Pictures stay out; everything else in the records below is to be repeated exactly.
* * *
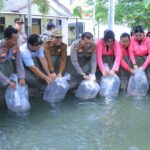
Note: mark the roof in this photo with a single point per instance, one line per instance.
(23, 4)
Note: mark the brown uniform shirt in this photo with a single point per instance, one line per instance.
(52, 50)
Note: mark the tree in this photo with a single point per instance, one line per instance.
(43, 6)
(1, 4)
(101, 11)
(77, 11)
(132, 13)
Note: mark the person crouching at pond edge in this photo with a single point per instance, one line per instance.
(33, 48)
(56, 54)
(108, 47)
(83, 56)
(139, 47)
(124, 46)
(9, 50)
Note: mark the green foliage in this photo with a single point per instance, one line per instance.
(1, 4)
(132, 13)
(43, 6)
(77, 11)
(101, 11)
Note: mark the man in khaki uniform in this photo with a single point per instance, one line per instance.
(56, 54)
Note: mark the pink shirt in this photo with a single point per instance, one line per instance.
(124, 52)
(140, 49)
(114, 50)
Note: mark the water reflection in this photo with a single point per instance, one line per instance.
(99, 124)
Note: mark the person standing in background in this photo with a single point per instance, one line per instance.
(108, 47)
(18, 25)
(9, 50)
(139, 47)
(47, 34)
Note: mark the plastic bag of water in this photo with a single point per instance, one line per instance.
(17, 100)
(57, 90)
(109, 86)
(88, 89)
(138, 84)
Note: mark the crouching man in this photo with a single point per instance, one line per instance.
(33, 48)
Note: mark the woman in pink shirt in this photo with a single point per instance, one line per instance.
(139, 46)
(124, 45)
(107, 47)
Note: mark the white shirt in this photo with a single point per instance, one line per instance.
(27, 54)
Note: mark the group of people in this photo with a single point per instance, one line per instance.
(85, 54)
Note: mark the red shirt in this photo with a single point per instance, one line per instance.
(140, 49)
(114, 50)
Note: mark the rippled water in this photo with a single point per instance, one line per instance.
(100, 124)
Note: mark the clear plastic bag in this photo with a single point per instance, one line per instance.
(138, 84)
(88, 89)
(57, 90)
(17, 100)
(109, 86)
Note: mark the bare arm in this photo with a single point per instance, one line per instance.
(44, 65)
(40, 74)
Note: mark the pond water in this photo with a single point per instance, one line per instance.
(99, 124)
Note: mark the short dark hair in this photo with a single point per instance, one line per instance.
(9, 31)
(50, 26)
(125, 35)
(138, 29)
(109, 35)
(148, 33)
(88, 35)
(35, 39)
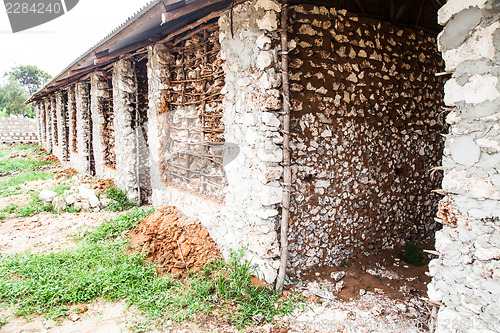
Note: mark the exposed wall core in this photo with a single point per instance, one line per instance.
(72, 120)
(103, 138)
(366, 130)
(192, 102)
(140, 126)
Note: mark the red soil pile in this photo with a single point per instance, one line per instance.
(102, 185)
(51, 158)
(167, 231)
(65, 172)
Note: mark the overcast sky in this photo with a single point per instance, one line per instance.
(54, 45)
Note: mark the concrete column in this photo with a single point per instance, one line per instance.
(61, 112)
(124, 101)
(98, 93)
(466, 276)
(71, 114)
(84, 127)
(253, 195)
(48, 124)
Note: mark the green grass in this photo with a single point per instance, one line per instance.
(20, 170)
(12, 184)
(104, 267)
(35, 206)
(119, 225)
(120, 201)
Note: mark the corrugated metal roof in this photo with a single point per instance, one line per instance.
(102, 42)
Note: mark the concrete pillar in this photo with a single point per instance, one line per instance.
(99, 93)
(48, 124)
(124, 101)
(62, 126)
(466, 276)
(84, 127)
(254, 193)
(71, 125)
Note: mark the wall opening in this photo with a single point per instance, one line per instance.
(140, 126)
(192, 151)
(107, 130)
(72, 120)
(366, 127)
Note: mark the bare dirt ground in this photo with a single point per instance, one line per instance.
(378, 292)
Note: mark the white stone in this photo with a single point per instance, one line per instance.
(460, 182)
(453, 7)
(268, 22)
(478, 89)
(270, 120)
(265, 60)
(270, 195)
(487, 253)
(59, 204)
(47, 196)
(465, 151)
(70, 199)
(263, 42)
(479, 45)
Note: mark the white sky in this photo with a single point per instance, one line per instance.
(54, 45)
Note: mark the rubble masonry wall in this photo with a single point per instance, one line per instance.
(62, 134)
(124, 100)
(365, 132)
(73, 132)
(466, 275)
(84, 127)
(191, 204)
(250, 44)
(99, 94)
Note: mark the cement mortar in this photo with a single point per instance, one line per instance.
(466, 275)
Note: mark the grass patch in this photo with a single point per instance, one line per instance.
(104, 267)
(119, 225)
(35, 206)
(120, 201)
(12, 184)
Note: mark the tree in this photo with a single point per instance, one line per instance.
(12, 98)
(30, 77)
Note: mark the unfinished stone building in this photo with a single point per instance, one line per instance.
(226, 110)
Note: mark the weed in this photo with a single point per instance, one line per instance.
(119, 225)
(35, 206)
(119, 199)
(413, 254)
(104, 266)
(11, 186)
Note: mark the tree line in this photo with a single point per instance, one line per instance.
(21, 83)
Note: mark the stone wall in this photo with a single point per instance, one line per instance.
(124, 101)
(250, 42)
(189, 203)
(366, 130)
(48, 122)
(84, 129)
(102, 125)
(466, 275)
(18, 130)
(141, 129)
(72, 133)
(62, 125)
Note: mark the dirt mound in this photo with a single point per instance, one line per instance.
(65, 172)
(167, 231)
(102, 185)
(51, 158)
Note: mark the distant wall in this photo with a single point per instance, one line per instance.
(18, 130)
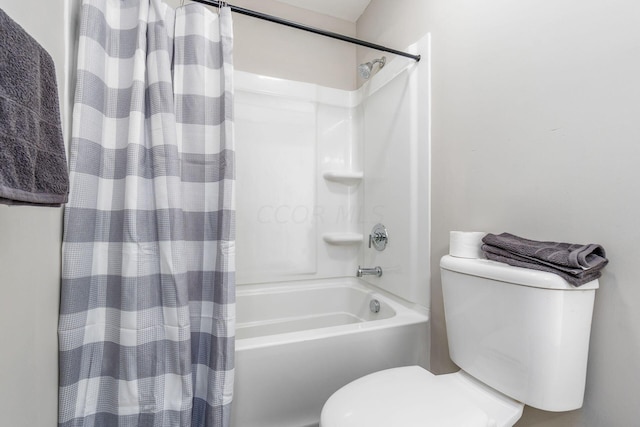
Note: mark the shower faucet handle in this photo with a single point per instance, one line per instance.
(373, 271)
(379, 237)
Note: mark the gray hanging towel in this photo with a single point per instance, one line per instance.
(33, 163)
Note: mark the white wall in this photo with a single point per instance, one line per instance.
(30, 266)
(535, 108)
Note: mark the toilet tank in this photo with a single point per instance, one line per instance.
(523, 332)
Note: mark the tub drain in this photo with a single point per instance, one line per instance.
(374, 306)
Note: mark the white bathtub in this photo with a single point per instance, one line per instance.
(297, 343)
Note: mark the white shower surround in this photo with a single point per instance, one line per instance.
(318, 167)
* * *
ANSWER FOR THE TASK ▸
Note: mark the roof in this photo with a single point per instance, one line per instance.
(23, 4)
Note: mark the brown uniform shirt in this photo with a single point per instance, one line per instance.
(52, 50)
Note: mark the tree in this photo with a single point per instance, one line per instance.
(43, 6)
(1, 4)
(101, 11)
(77, 11)
(132, 13)
Note: mark the person crouching at pond edge in this photo with a single point per instance, one line per instance.
(33, 48)
(56, 54)
(108, 47)
(83, 56)
(139, 47)
(124, 46)
(9, 50)
Note: mark the green foliage in this photo with a single point per instance, one line per instance.
(1, 4)
(132, 13)
(43, 6)
(77, 11)
(101, 11)
Note: mark the man in khaki uniform in this photo with a single point per instance, one line per instance.
(56, 54)
Note: mark the pink shirt in this photo with a single point per instance, one line per instance.
(124, 52)
(140, 49)
(114, 50)
Note: mark the water reflection in this photo with a single point per instance, one line per instance.
(99, 124)
Note: mark the person standing in background in this photo with a single point per instance, one line per instance.
(108, 47)
(18, 25)
(9, 50)
(139, 47)
(47, 34)
Note: mark the plastic bag of water in this photo with a single point per instance, one line per instance.
(17, 100)
(57, 90)
(109, 86)
(88, 89)
(138, 84)
Note: mark the crouching man in this photo with a single point per instance, one line per instance.
(33, 48)
Note: mark the woman in pink shirt in this photo with a single point per instance, one line per instance.
(139, 46)
(124, 45)
(107, 47)
Note: mark the white shirt in this photo with a single point per instance, one line per instance.
(27, 54)
Note: mark the group of people in this photo with a single point per instance, one line per instance.
(85, 54)
Note: mark the red shirt in this photo with a single point per instance, one line per instance.
(140, 49)
(114, 50)
Note: mark the rippled water in this photo with a single point per instance, one line per instance.
(100, 124)
Note: mark the clear plastic bag in this photo with a single point per instance, one line per instance.
(138, 84)
(88, 89)
(57, 90)
(17, 100)
(109, 86)
Note: mark the bare arm in this photo with a single point per instance, one line per instance.
(44, 65)
(40, 74)
Note: mark the pond water in this photo with a single point per instance, one line per instance.
(99, 124)
Note: mark the short dark hair in this photo with a single point per instance, one line per instance.
(9, 31)
(50, 26)
(125, 35)
(138, 29)
(109, 35)
(148, 33)
(88, 35)
(35, 39)
Note: mark the exposed wall core in this photo with a single point per instance, one line per instance.
(72, 120)
(103, 138)
(366, 130)
(192, 102)
(140, 126)
Note: mark the red soil pile in this photo with a single point per instance, one line per instance.
(102, 185)
(51, 158)
(167, 231)
(65, 172)
Note: mark the overcast sky in this photo with a single point per instance, one line per instance.
(54, 45)
Note: mark the concrete column in this photo with a single point per instance, one line per instance.
(61, 112)
(124, 101)
(98, 93)
(466, 276)
(71, 114)
(84, 127)
(253, 195)
(48, 124)
Note: mark the green grass in this photo with a single point per instance, one line per instance.
(20, 170)
(12, 184)
(104, 267)
(35, 206)
(119, 225)
(120, 201)
Note: mark the corrugated metal roof in this photo with a single point per instance, one line per instance.
(102, 42)
Note: mark the concrete pillar in this photo with a single point per instance, one line per instance.
(99, 93)
(48, 124)
(124, 101)
(62, 126)
(466, 276)
(84, 127)
(254, 193)
(71, 125)
Note: mark the wall opening in this photo with a single point per instance, one line per instance.
(140, 126)
(192, 151)
(107, 130)
(72, 120)
(366, 127)
Note: mark the bare dirt ground in this photo with a single point per instance, one line per instance.
(378, 292)
Note: mark the white stone in this photo with a single point per instance, one line per instance.
(460, 182)
(453, 7)
(268, 22)
(478, 89)
(270, 120)
(265, 60)
(270, 195)
(487, 253)
(59, 204)
(47, 196)
(465, 151)
(70, 199)
(263, 42)
(479, 45)
Note: mark the white sky in this photo with a single point per instance, one line per instance.
(54, 45)
Note: mark the rubble masonry wall in this photo with a single point per instance, one line per instance.
(62, 134)
(124, 100)
(365, 132)
(73, 132)
(466, 275)
(84, 127)
(191, 204)
(250, 44)
(99, 94)
Note: mark the cement mortar in this photo with a single point per instance, one line per instance.
(466, 275)
Note: mark the grass patch in this photo with a single point per instance, one line per instance.
(104, 267)
(119, 225)
(35, 206)
(120, 201)
(12, 184)
Note: mark the tree in this photo with a single point per instance, one line per instance.
(12, 98)
(30, 77)
Note: mark the unfinished stone building in this photo with a single point per instance, one line per instance.
(226, 110)
Note: mark the weed in this photo with a single point per instance, one line per instance.
(119, 225)
(35, 206)
(119, 199)
(413, 254)
(104, 266)
(11, 186)
Note: mark the tree line in this photo with a single point per instance, one line per instance.
(21, 83)
Note: mark the stone wall in this photo with a single point per instance, one line per instance.
(124, 101)
(250, 42)
(189, 203)
(366, 130)
(48, 122)
(84, 129)
(102, 125)
(466, 275)
(18, 130)
(141, 129)
(72, 133)
(62, 125)
Note: mark the dirt mound in this photo with a single point per instance, one line per instance.
(65, 172)
(167, 231)
(102, 185)
(51, 158)
Note: mark the distant wall in this photo with a single point per instance, one line per instance.
(18, 130)
Note: mark the shower faucet handle in this photo with a single point per instance, one line per instance.
(373, 271)
(379, 237)
Note: mark the gray hanging towel in this photo with a single point per instance, one line per instance.
(33, 163)
Note: mark the white wall in this photo with a single point per instance, one line per instance.
(30, 266)
(535, 108)
Note: mark the toilet tank in this photo with a single point per instance, one line per instance.
(523, 332)
Note: mark the tub drain in this photo with a single point per instance, one line per instance.
(374, 306)
Note: mark the white bathtub in this photo with a single point per instance, one line per instance.
(297, 343)
Note: mark the white shower surround in this photo with a single point per instance, one line per instance.
(318, 167)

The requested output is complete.